Selected text:
========================================

I was able to make contact with my son to alert him of the potential danger and decided to give these swift four footed friends a wide birth moving south and pausing behind the randomly placed round hay bales farthest from the coyotes while they were moving in the opposite direction. Needless to say I watched them intently while they moved in a northwest direction far from my house. Once back home my son and I spoke of the evening’s excitement.
I had another experience of coming face to face with the profound awesomeness of the naked vulnerability of humanity facing the predators of the wild, wide world. This one involved a black bear cub and its mother, but I believe I have conveyed enough events to demonstrate my perspective of the function of religion.
Homo sapiens were hunters and gatherers long before they were anywhere near becoming city dwellers so the following observation recounted by Parrinder is pertinent to my experience as a member of modern-day, city-dwelling homo sapiens.

========================================

Problem 1:
Return every line of the listing that contains the string "rocky", treating uppercase and lowercase letters as distinct.
Problem 2:
Pick up the passage about the coyote encounter and the function of religion, continuing it after its final sentence.

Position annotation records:
========================================

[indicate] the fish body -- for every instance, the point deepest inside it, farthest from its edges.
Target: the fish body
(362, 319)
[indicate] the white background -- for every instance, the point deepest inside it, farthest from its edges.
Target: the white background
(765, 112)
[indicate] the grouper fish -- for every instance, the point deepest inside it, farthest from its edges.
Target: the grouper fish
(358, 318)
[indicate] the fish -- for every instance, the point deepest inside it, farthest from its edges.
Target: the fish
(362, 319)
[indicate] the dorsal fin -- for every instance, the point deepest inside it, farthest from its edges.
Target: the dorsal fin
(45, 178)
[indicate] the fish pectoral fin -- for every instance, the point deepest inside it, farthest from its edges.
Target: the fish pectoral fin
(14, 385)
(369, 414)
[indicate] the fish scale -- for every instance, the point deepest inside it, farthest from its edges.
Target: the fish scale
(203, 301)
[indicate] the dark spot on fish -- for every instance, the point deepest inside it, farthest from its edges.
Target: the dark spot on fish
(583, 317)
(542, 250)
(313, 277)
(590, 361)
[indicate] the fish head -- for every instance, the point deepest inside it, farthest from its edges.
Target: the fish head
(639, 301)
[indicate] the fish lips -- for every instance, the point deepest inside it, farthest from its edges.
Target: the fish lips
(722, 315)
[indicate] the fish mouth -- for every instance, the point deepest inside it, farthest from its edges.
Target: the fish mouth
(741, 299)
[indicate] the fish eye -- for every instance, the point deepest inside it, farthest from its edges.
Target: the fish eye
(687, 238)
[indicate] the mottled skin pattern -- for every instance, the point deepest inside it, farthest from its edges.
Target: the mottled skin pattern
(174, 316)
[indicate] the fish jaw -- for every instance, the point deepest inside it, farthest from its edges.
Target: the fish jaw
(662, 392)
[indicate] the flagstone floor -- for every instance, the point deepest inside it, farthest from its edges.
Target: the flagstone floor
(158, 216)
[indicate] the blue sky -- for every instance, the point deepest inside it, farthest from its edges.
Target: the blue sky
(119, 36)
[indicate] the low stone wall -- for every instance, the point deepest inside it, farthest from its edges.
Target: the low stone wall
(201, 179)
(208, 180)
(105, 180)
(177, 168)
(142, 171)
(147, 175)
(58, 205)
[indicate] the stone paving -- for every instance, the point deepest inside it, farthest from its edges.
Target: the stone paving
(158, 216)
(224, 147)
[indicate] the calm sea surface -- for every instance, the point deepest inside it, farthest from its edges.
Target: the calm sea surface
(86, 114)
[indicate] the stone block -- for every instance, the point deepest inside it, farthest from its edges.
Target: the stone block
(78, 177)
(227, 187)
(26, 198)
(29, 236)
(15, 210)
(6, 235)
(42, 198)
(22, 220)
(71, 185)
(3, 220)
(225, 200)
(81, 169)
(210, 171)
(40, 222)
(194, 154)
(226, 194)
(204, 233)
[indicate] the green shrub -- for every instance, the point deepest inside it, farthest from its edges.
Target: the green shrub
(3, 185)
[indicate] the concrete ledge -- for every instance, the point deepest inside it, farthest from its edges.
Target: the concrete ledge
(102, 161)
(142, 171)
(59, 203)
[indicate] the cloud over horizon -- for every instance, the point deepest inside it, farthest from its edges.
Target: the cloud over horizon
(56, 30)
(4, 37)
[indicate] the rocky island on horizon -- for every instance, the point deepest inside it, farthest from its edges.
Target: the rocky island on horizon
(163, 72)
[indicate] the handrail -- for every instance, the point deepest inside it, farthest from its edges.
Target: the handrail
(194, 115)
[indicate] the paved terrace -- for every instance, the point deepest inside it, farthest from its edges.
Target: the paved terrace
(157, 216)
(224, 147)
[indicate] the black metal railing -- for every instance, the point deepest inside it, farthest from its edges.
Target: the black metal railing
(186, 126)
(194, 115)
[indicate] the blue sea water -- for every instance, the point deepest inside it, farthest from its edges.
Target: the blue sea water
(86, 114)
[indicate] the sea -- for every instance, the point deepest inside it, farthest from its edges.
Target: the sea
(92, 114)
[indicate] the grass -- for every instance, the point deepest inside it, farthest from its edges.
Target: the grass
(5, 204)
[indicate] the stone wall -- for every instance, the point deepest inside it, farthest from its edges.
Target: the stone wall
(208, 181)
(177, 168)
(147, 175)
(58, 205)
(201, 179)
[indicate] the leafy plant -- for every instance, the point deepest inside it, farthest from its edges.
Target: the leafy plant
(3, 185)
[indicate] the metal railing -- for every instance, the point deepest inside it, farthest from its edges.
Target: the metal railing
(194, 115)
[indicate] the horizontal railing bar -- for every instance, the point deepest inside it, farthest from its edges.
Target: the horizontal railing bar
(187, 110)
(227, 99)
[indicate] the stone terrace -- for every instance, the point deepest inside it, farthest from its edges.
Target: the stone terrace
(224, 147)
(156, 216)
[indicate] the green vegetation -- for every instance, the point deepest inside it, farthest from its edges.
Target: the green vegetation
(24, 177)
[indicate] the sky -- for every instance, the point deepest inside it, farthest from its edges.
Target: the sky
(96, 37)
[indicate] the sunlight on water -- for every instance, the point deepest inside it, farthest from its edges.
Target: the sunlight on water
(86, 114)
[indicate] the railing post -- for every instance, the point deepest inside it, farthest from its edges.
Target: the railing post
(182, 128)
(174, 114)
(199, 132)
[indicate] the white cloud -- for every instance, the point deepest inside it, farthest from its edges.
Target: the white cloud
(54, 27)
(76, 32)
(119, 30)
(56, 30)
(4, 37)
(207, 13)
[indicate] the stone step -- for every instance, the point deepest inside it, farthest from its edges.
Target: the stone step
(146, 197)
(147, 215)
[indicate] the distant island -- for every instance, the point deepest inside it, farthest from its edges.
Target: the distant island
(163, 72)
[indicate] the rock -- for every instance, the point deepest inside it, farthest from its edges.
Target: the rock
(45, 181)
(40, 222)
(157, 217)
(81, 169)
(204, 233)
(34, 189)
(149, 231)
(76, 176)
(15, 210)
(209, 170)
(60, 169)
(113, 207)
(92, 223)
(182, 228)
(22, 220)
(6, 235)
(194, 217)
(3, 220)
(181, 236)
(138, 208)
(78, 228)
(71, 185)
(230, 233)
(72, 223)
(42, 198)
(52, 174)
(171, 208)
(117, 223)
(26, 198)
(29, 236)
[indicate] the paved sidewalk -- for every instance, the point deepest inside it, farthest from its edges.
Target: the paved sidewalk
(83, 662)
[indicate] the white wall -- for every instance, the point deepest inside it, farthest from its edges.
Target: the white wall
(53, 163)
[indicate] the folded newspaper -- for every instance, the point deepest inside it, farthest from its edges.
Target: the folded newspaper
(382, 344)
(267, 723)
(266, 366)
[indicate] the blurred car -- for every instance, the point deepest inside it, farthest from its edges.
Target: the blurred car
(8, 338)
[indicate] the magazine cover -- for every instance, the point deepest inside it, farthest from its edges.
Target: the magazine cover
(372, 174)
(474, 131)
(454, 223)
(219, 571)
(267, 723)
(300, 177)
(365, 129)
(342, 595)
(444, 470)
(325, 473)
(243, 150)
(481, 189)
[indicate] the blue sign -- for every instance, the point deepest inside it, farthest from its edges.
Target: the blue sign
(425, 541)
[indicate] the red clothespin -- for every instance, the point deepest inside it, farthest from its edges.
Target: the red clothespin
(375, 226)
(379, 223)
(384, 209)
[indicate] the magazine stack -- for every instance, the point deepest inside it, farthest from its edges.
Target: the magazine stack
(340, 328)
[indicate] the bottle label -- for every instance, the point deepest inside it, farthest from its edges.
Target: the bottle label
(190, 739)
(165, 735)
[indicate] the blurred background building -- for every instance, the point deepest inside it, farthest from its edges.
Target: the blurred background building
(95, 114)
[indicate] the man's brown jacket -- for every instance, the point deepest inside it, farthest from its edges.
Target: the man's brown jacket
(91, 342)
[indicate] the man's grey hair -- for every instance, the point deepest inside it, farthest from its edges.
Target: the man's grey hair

========================================

Final result 1:
[indicate] the rocky island on horizon -- for every instance, the point deepest inside it, farthest from its edges.
Target: the rocky island on horizon

Final result 2:
R.R. Marett in 1899, …considered that early peoples were actors rather than thinkers, saying that their religion was ‘not so much thought out as danced out,’ and so it was very little different from magic in its early stages. Page 11
The bold, italic lettering is mine to highlight the significance of this understanding. The implication is that, for early peoples, emotions moved religious expression rather than verbal conceptualization. It is crystal clear to me that the events of my life described above were dominated by a strong emotional response to experiencing the absolute vulnerability inherent in the frailness of the human body. Homo sapiens are not the strongest, fastest or biggest of animal species. We are not equipped with razor sharp teeth or claws. We do not have sharp talons.
Our defining characteristics that has lead to our becoming the most powerful animal on Earth are our hands with opposing thumbs, our developing brains and our voice box. The coordinated application of these three characteristics of Homo sapiens has facilitated tool making and language invention that has lead to huge libraries with thousands of books filled with diverse and expansive information to be communicated and used for the advancement of reality.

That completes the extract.